[Problem details] Extract the listing below in full, unchanged.

[Material for this task]
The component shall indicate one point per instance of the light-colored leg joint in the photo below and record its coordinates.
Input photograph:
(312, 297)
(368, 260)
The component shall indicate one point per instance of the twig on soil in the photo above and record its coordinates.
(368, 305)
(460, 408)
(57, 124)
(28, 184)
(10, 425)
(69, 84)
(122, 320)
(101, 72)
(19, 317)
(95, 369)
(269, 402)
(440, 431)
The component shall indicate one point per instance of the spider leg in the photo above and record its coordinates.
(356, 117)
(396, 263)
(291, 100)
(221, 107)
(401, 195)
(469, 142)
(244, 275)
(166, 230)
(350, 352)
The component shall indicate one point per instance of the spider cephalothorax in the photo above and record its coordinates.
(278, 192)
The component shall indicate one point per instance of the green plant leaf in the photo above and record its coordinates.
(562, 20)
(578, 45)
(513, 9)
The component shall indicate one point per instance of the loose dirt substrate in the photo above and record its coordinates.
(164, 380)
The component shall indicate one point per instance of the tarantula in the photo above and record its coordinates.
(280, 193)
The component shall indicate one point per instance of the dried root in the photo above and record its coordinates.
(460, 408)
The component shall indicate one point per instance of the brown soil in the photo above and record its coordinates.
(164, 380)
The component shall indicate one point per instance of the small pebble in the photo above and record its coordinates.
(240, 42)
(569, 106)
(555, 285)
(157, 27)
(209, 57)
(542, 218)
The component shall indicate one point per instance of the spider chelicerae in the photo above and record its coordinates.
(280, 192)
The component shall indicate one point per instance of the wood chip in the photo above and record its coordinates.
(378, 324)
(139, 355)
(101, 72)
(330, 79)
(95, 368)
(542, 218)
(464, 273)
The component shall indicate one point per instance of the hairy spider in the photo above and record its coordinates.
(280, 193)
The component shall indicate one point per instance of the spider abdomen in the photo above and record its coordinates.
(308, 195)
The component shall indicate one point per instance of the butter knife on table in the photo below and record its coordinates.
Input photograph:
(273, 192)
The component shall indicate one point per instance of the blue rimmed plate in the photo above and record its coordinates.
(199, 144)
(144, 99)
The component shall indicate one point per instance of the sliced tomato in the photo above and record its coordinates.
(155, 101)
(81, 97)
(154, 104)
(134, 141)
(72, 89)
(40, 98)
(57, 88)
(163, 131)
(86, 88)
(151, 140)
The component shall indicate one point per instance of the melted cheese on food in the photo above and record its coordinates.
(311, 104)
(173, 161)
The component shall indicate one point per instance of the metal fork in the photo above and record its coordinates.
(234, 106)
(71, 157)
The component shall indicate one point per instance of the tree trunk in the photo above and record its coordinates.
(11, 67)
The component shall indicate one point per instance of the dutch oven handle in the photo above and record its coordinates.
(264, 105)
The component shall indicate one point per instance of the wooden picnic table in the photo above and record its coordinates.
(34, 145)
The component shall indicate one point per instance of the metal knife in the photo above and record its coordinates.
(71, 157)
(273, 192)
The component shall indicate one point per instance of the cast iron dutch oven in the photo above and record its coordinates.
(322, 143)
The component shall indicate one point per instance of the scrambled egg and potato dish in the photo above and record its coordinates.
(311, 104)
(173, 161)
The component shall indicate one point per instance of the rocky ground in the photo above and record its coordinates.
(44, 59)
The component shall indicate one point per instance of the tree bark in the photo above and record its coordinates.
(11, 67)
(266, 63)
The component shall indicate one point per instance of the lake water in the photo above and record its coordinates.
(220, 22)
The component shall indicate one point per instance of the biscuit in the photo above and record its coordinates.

[Correct result]
The component shall indicate one point per instance of the light-colored leg joint in the photo below and record its coordinates.
Input photograph:
(312, 297)
(368, 260)
The component shall indicate one point per instance of the twig on soil in the photo above and record its coordinates.
(368, 305)
(460, 408)
(57, 124)
(28, 184)
(10, 425)
(69, 84)
(122, 320)
(101, 72)
(19, 317)
(95, 369)
(269, 402)
(440, 431)
The component shall indicate one point per instance of the spider leg in the photo above and record its coordinates.
(356, 117)
(396, 263)
(291, 100)
(221, 107)
(401, 195)
(469, 142)
(244, 275)
(166, 230)
(350, 352)
The component shall indicate one point per instance of the spider cephalothorax in the photo above and record its coordinates.
(278, 192)
The component shall indicate one point per instance of the green plant leaf in the photo above and record its coordinates.
(562, 20)
(578, 45)
(513, 9)
The component shall indicate one point per instance of the loose dirt substrate in the photo above and record its coordinates.
(164, 380)
The component shall indicate one point per instance of the tarantula in the photo above and record its coordinates.
(280, 193)
The component shall indicate one point per instance of the dried root in the photo above and record its coordinates.
(460, 408)
The component shall indicate one point per instance of the brown soil in the photo above and record its coordinates.
(164, 380)
The component shall indicate one point per instance of the small pebble in the photo above and record its coordinates.
(240, 42)
(569, 106)
(555, 285)
(157, 27)
(209, 57)
(542, 218)
The component shall indicate one point per instance of the spider chelicerae in the photo above and record its coordinates.
(280, 192)
The component shall indicate one point per instance of the wood chip in the photo above and record its coordinates.
(378, 324)
(139, 355)
(101, 72)
(330, 79)
(95, 368)
(542, 218)
(464, 273)
The component shall indicate one point per instance of the hairy spider in the photo above and record its coordinates.
(280, 193)
The component shall indicate one point per instance of the spider abdomen in the photo above and record its coordinates.
(308, 195)
The component shall indicate one point per instance of the butter knife on table in the photo below and record its coordinates.
Input photograph:
(273, 192)
The component shall indicate one point per instance of the blue rimmed plate in the photo above and record its coordinates.
(199, 144)
(144, 99)
The component shall indicate one point per instance of the sliced tomato in the photo above and record its coordinates.
(155, 101)
(81, 97)
(154, 104)
(134, 141)
(72, 89)
(40, 98)
(57, 88)
(163, 131)
(86, 88)
(151, 140)
The component shall indicate one point per instance of the melted cheese on food in the photo above and record its coordinates.
(311, 104)
(173, 161)
The component shall indicate one point per instance of the metal fork in the photo above and record its coordinates.
(234, 106)
(71, 157)
The component shall indicate one point per instance of the tree trunk in the photo above and record its coordinates.
(11, 67)
The component shall indicate one point per instance of the dutch oven handle in the photo above and record its coordinates.
(264, 105)
The component shall indicate one point per instance of the wooden picnic table in the photo above and record its coordinates.
(34, 145)
The component shall indicate one point per instance of the metal knife in the photo above and record its coordinates.
(71, 157)
(273, 192)
The component shall indicate one point per instance of the cast iron dutch oven in the photo above and record its coordinates.
(322, 143)
The component shall indicate one point per instance of the scrambled egg and potato dish in the photo above and record its coordinates.
(311, 104)
(173, 161)
The component shall indicate one point per instance of the rocky ground in the photo above and record its coordinates.
(44, 59)
The component shall indicate one point per instance of the tree bark in the photo above and record its coordinates.
(11, 67)
(266, 63)
The component shall indicate one point per instance of the lake water in the photo above and record its coordinates.
(220, 22)
The component shall indicate one point per instance of the biscuit in the photo above and record its coordinates.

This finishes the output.